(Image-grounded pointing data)
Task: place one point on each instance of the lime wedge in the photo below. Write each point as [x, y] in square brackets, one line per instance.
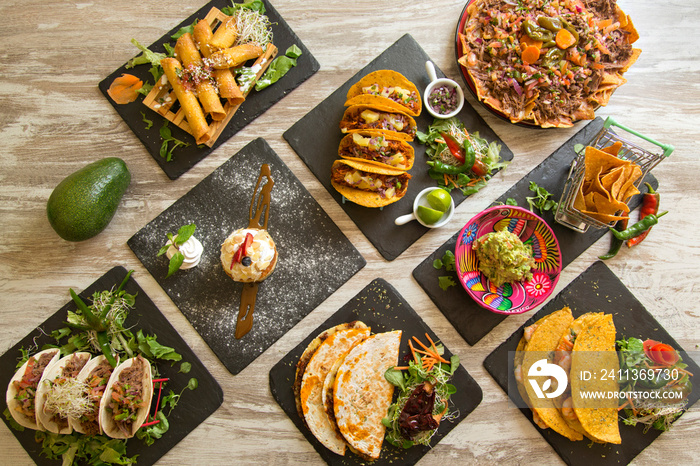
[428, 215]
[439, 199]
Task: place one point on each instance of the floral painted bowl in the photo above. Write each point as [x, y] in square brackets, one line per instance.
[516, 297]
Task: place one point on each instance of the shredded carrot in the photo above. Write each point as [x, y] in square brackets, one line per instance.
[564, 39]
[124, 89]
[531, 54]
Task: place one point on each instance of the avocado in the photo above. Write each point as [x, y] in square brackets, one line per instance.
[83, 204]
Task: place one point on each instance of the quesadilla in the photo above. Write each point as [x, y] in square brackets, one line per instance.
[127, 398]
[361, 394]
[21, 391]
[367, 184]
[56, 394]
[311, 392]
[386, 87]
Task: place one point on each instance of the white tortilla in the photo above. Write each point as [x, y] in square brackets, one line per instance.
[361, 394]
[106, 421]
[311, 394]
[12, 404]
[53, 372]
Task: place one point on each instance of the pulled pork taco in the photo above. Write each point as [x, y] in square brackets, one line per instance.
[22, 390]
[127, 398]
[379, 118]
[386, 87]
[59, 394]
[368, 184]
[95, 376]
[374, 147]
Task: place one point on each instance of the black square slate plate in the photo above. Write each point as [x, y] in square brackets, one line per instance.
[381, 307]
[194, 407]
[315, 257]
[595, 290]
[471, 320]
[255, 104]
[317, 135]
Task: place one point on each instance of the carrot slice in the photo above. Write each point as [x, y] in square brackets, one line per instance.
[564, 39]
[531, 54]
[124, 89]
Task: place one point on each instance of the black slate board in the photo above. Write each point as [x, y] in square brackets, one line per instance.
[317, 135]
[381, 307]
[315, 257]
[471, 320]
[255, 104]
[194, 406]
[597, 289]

**Task directions**
Return every entry above exactly as written, minus the pictures.

**Expected answer**
Task: place one point on each instance of the lime wedge in the photo below. Write each point as [x, y] in square brackets, one line per instance.
[428, 215]
[439, 199]
Task: place one point on each instance of the floral painted bowl in the photo above. Write each point as [x, y] in square brackets, one line per instance.
[516, 297]
Task: place one point on each instance of the shredded carrot in the photo above. Write each point as [x, y] in square brackets, one line per instance.
[564, 39]
[124, 89]
[531, 54]
Task: place one point on each instance of the avocado in the photo above. Write each point as [x, y] in square brackets, one line per instance.
[83, 204]
Task: place one point on each instance of the quesadilla in the photo above. Write each point as [x, y] in square brackets, one line per instance.
[127, 398]
[361, 394]
[21, 391]
[367, 184]
[56, 394]
[311, 392]
[386, 87]
Task: place one point on each instance of the white tortilla in the photo above. Write each point as [x, y] in square brackets, one line per instance.
[361, 394]
[106, 421]
[311, 394]
[12, 404]
[53, 372]
Task: place one point on each instance of the pulled pork taco in the photo above. Write each point as [x, y] in square brackets, one line per instance.
[22, 390]
[127, 398]
[379, 118]
[386, 87]
[59, 394]
[368, 184]
[95, 376]
[374, 147]
Task: place one point on each instance of the black square slate plate in the photo above. Write each point as [x, y] in square brackets, one line per instance.
[381, 307]
[194, 407]
[315, 257]
[595, 290]
[471, 320]
[255, 104]
[317, 135]
Task: place one point on each instance of the carrot slice in the photo above. Write each point as [x, y] in square brackets, one line per instance.
[564, 39]
[531, 54]
[124, 89]
Task: place one point on each instance of the black slate board in the photo above. Write each point as [x, y] in square brackets, one line per instance.
[317, 135]
[381, 307]
[315, 257]
[471, 320]
[255, 104]
[194, 406]
[597, 289]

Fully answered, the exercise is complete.